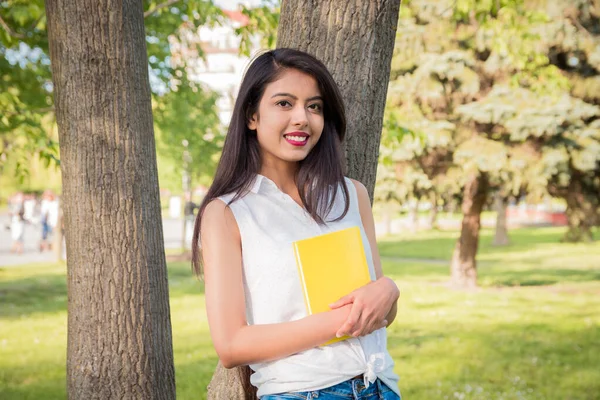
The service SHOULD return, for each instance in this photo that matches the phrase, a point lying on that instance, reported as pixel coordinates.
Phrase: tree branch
(10, 31)
(158, 7)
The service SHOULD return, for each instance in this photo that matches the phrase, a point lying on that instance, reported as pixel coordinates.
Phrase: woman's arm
(236, 342)
(375, 302)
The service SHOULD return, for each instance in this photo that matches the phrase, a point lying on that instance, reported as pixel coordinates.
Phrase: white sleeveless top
(269, 221)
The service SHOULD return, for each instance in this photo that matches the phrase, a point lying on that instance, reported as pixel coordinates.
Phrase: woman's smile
(297, 138)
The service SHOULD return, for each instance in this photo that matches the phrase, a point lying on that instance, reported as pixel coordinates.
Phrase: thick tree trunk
(355, 40)
(581, 213)
(413, 215)
(119, 331)
(501, 236)
(463, 270)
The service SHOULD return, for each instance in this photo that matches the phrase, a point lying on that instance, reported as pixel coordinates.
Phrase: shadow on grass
(495, 275)
(535, 276)
(47, 390)
(48, 293)
(440, 244)
(35, 294)
(498, 361)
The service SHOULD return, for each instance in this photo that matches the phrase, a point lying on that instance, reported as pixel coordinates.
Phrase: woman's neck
(283, 177)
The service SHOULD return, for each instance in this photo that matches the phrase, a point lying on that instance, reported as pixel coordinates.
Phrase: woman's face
(289, 121)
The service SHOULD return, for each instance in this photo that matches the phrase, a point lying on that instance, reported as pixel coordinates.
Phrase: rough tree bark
(463, 269)
(355, 40)
(119, 330)
(433, 212)
(501, 235)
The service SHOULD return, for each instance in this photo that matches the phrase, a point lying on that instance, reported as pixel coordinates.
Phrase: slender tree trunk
(581, 213)
(464, 265)
(501, 236)
(355, 40)
(119, 332)
(58, 234)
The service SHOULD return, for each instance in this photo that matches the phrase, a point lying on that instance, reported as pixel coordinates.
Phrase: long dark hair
(319, 174)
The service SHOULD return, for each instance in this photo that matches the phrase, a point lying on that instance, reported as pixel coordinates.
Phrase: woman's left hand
(370, 306)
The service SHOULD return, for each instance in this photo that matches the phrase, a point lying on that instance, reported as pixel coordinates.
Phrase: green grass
(531, 331)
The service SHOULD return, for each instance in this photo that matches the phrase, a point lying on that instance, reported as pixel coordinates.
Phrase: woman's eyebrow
(296, 97)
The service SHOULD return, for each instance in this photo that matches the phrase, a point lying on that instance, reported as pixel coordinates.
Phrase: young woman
(280, 179)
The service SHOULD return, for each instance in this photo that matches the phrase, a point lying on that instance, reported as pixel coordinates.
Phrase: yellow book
(331, 266)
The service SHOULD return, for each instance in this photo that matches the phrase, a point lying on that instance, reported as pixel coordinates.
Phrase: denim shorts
(352, 389)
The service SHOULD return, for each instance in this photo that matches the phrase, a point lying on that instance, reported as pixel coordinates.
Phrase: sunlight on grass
(531, 331)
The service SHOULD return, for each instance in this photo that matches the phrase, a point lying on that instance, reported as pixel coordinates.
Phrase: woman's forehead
(296, 83)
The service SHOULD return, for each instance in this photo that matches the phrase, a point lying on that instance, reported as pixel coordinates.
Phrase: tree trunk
(119, 331)
(433, 212)
(501, 236)
(581, 213)
(355, 40)
(464, 265)
(413, 216)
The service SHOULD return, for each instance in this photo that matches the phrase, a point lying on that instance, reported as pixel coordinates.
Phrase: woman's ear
(252, 123)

=== YOUR INSTRUCTIONS ===
Your copy of the data above should match it exactly, except that pictures are left out.

=== WRITTEN RESPONSE ===
The service SHOULD return, for each instance in this photo that matches the phrase, a point lying on that instance, reported as pixel coordinates.
Phrase: tree branch
(10, 31)
(158, 7)
The service SHOULD return, for each instance in this photo that matches the phrase, a point lying on that instance, reported as pixel coordinates.
Phrase: woman's arm
(236, 342)
(375, 302)
The service SHOULD return, for each instance in this photo that matches the phrase, a point lying on that instance, reported as pixel coordinates.
Phrase: white sleeveless top
(269, 221)
The service SHOULD return, for each instance in this photo that matches the phrase, a point lying on that instance, reported as pixel coordinates.
Phrase: woman's smile
(297, 138)
The service SHOULD return, for each instance in this photo that matches the phrase, a point lying on that instance, reported as pixel coordinates.
Phrase: thick tree trunk
(355, 40)
(581, 213)
(413, 215)
(119, 331)
(501, 236)
(463, 270)
The service SHOULD return, for each instance in this photo that matches the phrase, a point lying on that instance, reported as pixel coordinates.
Phrase: shadow on grass
(495, 275)
(535, 276)
(47, 390)
(48, 293)
(440, 244)
(35, 294)
(498, 361)
The service SHOULD return, for each instance in this photo that matches the phrase, a point lying on that instance, reported as pixel coordinates.
Phrase: woman's neck
(283, 177)
The service SHOULD return, for each instance in this photo that matches the phrase, a point lying on that instance, reported as pixel coordinates.
Phrase: woman's face
(289, 121)
The service SHOULD return, for each instance in this photo that matches the phrase, a point lying on that instance, reported as pixel coordinates.
Phrase: rough tree bark
(463, 269)
(355, 40)
(119, 330)
(433, 212)
(501, 235)
The service SHOULD return, for each instance in this photo that matches the phrase, a point lying on that instance, reported as pixel coordinates.
Phrase: slender tree trunk
(581, 213)
(464, 265)
(501, 236)
(355, 40)
(119, 332)
(58, 234)
The service SHOULD return, for each instance in this photo that matches the phrase, a point lying on that instance, reported as pixel coordinates.
Phrase: long dark hair
(319, 174)
The service SHOULD return, for each instance in this photo that matches the phrase, a point lying on that instance, reported as pixel coordinates.
Phrase: woman's left hand
(370, 306)
The service SHOULD return, for each instance in this photo that matches the phrase, a point lying on that instance, reported as pixel coordinates.
Phrase: green grass
(531, 331)
The service SHOULD return, for each instance in this photo that matches the phrase, a point lying on that instance, reported as pixel coordinates.
Phrase: woman's eyebrow
(296, 97)
The service SHOULD return, for each instance in this photo that matches the phrase, a point lying on that instance, reported as pixel coordinates.
Phrase: young woman
(280, 179)
The service SHOULD return, for each instance in this photo that matches the phrase, a point lying on that instance, reported as pixel coordinates.
Phrase: yellow book
(331, 266)
The service SHOULD return, for each instance in this photo that matches the phrase, a point lying on that instance, reported as pixel coordinates.
Phrase: denim shorts
(352, 389)
The service SHOULD return, for each instance in this photo that matches the phrase, a point lying on that instance, reported as pixel coordinates.
Phrase: sunlight on grass
(531, 331)
The service SHOULD return, for each instance in this photo that matches the phrase, a point lying on that instance, reported as pixel coordinates.
Phrase: woman's forehead
(296, 83)
The service SHOULD return, for each instance in this photo that matches the phrase, a point lying on that instance, reported as pixel coordinates.
Phrase: tree trunk
(119, 331)
(433, 212)
(501, 236)
(581, 213)
(355, 40)
(464, 265)
(413, 216)
The service SHOULD return, for each instance in this photo that matches the phrase, a point lying on that instance, reported as pixel coordinates.
Phrase: woman's ear
(252, 123)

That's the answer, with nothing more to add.